== Условие задания ==
Выведите все эти записи как CSV с двумя столбцами «вход» и «выход»: по одной строке на запись, где первое поле содержит её текст, а второе — ответ. Каждое поле возьмите в кавычки, а переносы строк внутри полей замените пробелами.

════════

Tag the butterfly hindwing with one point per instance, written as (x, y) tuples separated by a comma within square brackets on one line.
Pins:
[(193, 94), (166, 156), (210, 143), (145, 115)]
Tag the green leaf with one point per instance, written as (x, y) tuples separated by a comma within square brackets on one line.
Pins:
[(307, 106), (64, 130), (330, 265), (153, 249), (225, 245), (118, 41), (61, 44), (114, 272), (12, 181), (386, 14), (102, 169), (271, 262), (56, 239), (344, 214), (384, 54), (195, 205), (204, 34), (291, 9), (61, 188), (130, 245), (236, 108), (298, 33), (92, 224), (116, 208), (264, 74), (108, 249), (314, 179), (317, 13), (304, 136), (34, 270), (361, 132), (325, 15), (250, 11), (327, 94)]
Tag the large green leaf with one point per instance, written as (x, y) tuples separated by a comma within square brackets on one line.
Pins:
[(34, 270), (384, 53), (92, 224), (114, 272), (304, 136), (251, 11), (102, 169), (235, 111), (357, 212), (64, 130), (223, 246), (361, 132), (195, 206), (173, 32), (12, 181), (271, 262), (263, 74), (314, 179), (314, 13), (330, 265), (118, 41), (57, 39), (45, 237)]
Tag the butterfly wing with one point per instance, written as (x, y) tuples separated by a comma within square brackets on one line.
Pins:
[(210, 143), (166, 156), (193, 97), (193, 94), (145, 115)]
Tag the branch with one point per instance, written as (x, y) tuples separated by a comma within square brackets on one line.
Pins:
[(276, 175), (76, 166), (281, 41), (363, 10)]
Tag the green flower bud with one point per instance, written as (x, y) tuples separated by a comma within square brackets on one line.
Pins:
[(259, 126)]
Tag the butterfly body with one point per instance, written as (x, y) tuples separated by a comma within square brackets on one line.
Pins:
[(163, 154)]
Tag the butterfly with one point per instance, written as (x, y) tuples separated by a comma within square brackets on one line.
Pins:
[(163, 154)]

════════

== Ответ к заданию ==
вход,выход
"Tag the butterfly hindwing with one point per instance, written as (x, y) tuples separated by a comma within square brackets on one line. Pins:","[(193, 94), (166, 156), (210, 143), (145, 115)]"
"Tag the green leaf with one point per instance, written as (x, y) tuples separated by a comma within square brackets on one line. Pins:","[(307, 106), (64, 130), (330, 265), (153, 249), (225, 245), (118, 41), (61, 44), (114, 272), (12, 181), (386, 14), (102, 169), (271, 262), (56, 239), (344, 214), (384, 54), (195, 205), (204, 34), (291, 9), (61, 188), (130, 245), (236, 108), (298, 33), (92, 224), (116, 208), (264, 74), (108, 249), (314, 179), (317, 13), (304, 136), (34, 270), (361, 132), (325, 15), (250, 11), (327, 94)]"
"Tag the large green leaf with one point per instance, written as (x, y) tuples separated by a comma within square brackets on one line. Pins:","[(34, 270), (384, 53), (92, 224), (114, 272), (304, 136), (251, 11), (102, 169), (235, 111), (357, 212), (64, 130), (223, 246), (361, 132), (195, 206), (173, 32), (12, 181), (271, 262), (263, 74), (314, 179), (314, 13), (330, 265), (118, 41), (57, 39), (45, 237)]"
"Tag the butterfly wing with one point per instance, written as (x, y) tuples separated by a comma within square brackets on one line. Pins:","[(210, 143), (166, 156), (193, 97), (193, 94), (145, 115)]"
"Tag the branch with one point per instance, written as (x, y) tuples separated by a comma within square brackets on one line. Pins:","[(276, 175), (76, 166), (281, 41), (363, 10)]"
"Tag the green flower bud with one point per instance, written as (x, y) tuples separated by a comma within square brackets on one line. Pins:","[(259, 126)]"
"Tag the butterfly body with one point per instance, written as (x, y) tuples separated by a comma within square brackets on one line. Pins:","[(163, 154)]"
"Tag the butterfly with one point per instance, written as (x, y) tuples separated by a comma within square brackets on one line. Pins:","[(163, 154)]"